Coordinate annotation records
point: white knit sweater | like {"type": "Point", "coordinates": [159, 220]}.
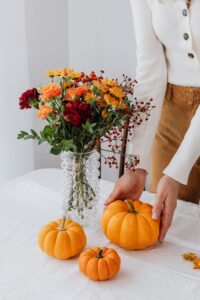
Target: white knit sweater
{"type": "Point", "coordinates": [168, 50]}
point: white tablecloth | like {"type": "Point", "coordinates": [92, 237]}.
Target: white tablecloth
{"type": "Point", "coordinates": [26, 273]}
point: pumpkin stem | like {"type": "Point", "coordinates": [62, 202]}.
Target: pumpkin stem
{"type": "Point", "coordinates": [99, 254]}
{"type": "Point", "coordinates": [62, 228]}
{"type": "Point", "coordinates": [132, 208]}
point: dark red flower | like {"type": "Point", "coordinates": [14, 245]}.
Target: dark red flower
{"type": "Point", "coordinates": [26, 97]}
{"type": "Point", "coordinates": [78, 113]}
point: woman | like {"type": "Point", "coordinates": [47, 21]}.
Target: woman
{"type": "Point", "coordinates": [168, 68]}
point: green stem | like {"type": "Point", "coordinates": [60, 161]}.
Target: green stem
{"type": "Point", "coordinates": [62, 228]}
{"type": "Point", "coordinates": [100, 253]}
{"type": "Point", "coordinates": [131, 206]}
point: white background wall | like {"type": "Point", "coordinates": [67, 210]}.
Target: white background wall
{"type": "Point", "coordinates": [42, 34]}
{"type": "Point", "coordinates": [15, 157]}
{"type": "Point", "coordinates": [47, 42]}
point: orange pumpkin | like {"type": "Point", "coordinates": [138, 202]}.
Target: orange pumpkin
{"type": "Point", "coordinates": [99, 264]}
{"type": "Point", "coordinates": [62, 239]}
{"type": "Point", "coordinates": [129, 224]}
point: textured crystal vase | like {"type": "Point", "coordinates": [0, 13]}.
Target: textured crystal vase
{"type": "Point", "coordinates": [80, 186]}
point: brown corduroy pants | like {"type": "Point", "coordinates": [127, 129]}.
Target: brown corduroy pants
{"type": "Point", "coordinates": [179, 107]}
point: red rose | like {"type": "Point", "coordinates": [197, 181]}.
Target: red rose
{"type": "Point", "coordinates": [78, 113]}
{"type": "Point", "coordinates": [26, 97]}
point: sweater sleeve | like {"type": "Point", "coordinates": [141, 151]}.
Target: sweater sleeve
{"type": "Point", "coordinates": [187, 154]}
{"type": "Point", "coordinates": [151, 74]}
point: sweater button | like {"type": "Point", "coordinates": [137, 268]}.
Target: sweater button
{"type": "Point", "coordinates": [184, 12]}
{"type": "Point", "coordinates": [190, 55]}
{"type": "Point", "coordinates": [186, 36]}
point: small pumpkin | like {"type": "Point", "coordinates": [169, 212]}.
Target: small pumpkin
{"type": "Point", "coordinates": [129, 224]}
{"type": "Point", "coordinates": [99, 264]}
{"type": "Point", "coordinates": [62, 238]}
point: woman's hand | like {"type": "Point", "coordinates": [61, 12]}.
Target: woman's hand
{"type": "Point", "coordinates": [165, 205]}
{"type": "Point", "coordinates": [130, 185]}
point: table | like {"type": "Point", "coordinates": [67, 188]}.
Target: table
{"type": "Point", "coordinates": [158, 273]}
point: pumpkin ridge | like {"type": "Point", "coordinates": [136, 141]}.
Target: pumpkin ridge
{"type": "Point", "coordinates": [148, 223]}
{"type": "Point", "coordinates": [55, 244]}
{"type": "Point", "coordinates": [107, 267]}
{"type": "Point", "coordinates": [76, 233]}
{"type": "Point", "coordinates": [111, 258]}
{"type": "Point", "coordinates": [121, 232]}
{"type": "Point", "coordinates": [48, 234]}
{"type": "Point", "coordinates": [152, 228]}
{"type": "Point", "coordinates": [49, 230]}
{"type": "Point", "coordinates": [114, 216]}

Do this
Retype the records above line for line, with no changes. Leave the pictures out of your answer.

In response
point: white knit sweater | like {"type": "Point", "coordinates": [159, 220]}.
Target: white knit sweater
{"type": "Point", "coordinates": [168, 50]}
point: white tablecloth | like {"type": "Point", "coordinates": [92, 237]}.
Target: white tablecloth
{"type": "Point", "coordinates": [26, 273]}
point: pumpkin stem | like {"type": "Point", "coordinates": [62, 202]}.
Target: pumpkin stem
{"type": "Point", "coordinates": [99, 254]}
{"type": "Point", "coordinates": [62, 228]}
{"type": "Point", "coordinates": [132, 208]}
point: dark red flower | like {"type": "Point", "coordinates": [14, 245]}.
Target: dark red flower
{"type": "Point", "coordinates": [26, 97]}
{"type": "Point", "coordinates": [78, 113]}
point: woman | like {"type": "Point", "coordinates": [47, 21]}.
Target: woman
{"type": "Point", "coordinates": [168, 68]}
point: green stem | like {"type": "Point", "coordinates": [60, 161]}.
Target: green stem
{"type": "Point", "coordinates": [62, 228]}
{"type": "Point", "coordinates": [100, 253]}
{"type": "Point", "coordinates": [131, 206]}
point: white background wall | like {"type": "Point", "coordinates": [67, 210]}.
Target: white background wall
{"type": "Point", "coordinates": [42, 34]}
{"type": "Point", "coordinates": [15, 157]}
{"type": "Point", "coordinates": [47, 42]}
point: orange pumpkin | like {"type": "Point", "coordinates": [138, 202]}.
Target: orange pumpkin
{"type": "Point", "coordinates": [99, 264]}
{"type": "Point", "coordinates": [62, 239]}
{"type": "Point", "coordinates": [129, 224]}
point: textured crystal vase | like {"type": "Point", "coordinates": [0, 13]}.
Target: textured crystal vase
{"type": "Point", "coordinates": [80, 186]}
point: brown corduroy pants | like {"type": "Point", "coordinates": [127, 129]}.
Target: brown corduroy pants
{"type": "Point", "coordinates": [179, 107]}
point: red rose | like {"type": "Point", "coordinates": [197, 181]}.
Target: red rose
{"type": "Point", "coordinates": [78, 113]}
{"type": "Point", "coordinates": [26, 97]}
point: sweater sleeve | like {"type": "Point", "coordinates": [141, 151]}.
Target: sweater sleeve
{"type": "Point", "coordinates": [187, 154]}
{"type": "Point", "coordinates": [151, 74]}
point: sweater button | like {"type": "Point", "coordinates": [137, 268]}.
Target: sweater button
{"type": "Point", "coordinates": [184, 12]}
{"type": "Point", "coordinates": [190, 55]}
{"type": "Point", "coordinates": [186, 36]}
point: small pumpkin | like {"type": "Point", "coordinates": [169, 212]}.
Target: small pumpkin
{"type": "Point", "coordinates": [129, 224]}
{"type": "Point", "coordinates": [99, 264]}
{"type": "Point", "coordinates": [62, 238]}
point: woman's hand | like {"type": "Point", "coordinates": [61, 12]}.
Target: woman's hand
{"type": "Point", "coordinates": [165, 205]}
{"type": "Point", "coordinates": [130, 185]}
point: table | like {"type": "Point", "coordinates": [67, 188]}.
Target: table
{"type": "Point", "coordinates": [158, 273]}
point: pumpkin ridge | like {"type": "Point", "coordinates": [136, 141]}.
Target: pumpkin ridge
{"type": "Point", "coordinates": [148, 223]}
{"type": "Point", "coordinates": [55, 244]}
{"type": "Point", "coordinates": [107, 267]}
{"type": "Point", "coordinates": [76, 233]}
{"type": "Point", "coordinates": [111, 258]}
{"type": "Point", "coordinates": [121, 232]}
{"type": "Point", "coordinates": [48, 234]}
{"type": "Point", "coordinates": [152, 228]}
{"type": "Point", "coordinates": [49, 230]}
{"type": "Point", "coordinates": [114, 216]}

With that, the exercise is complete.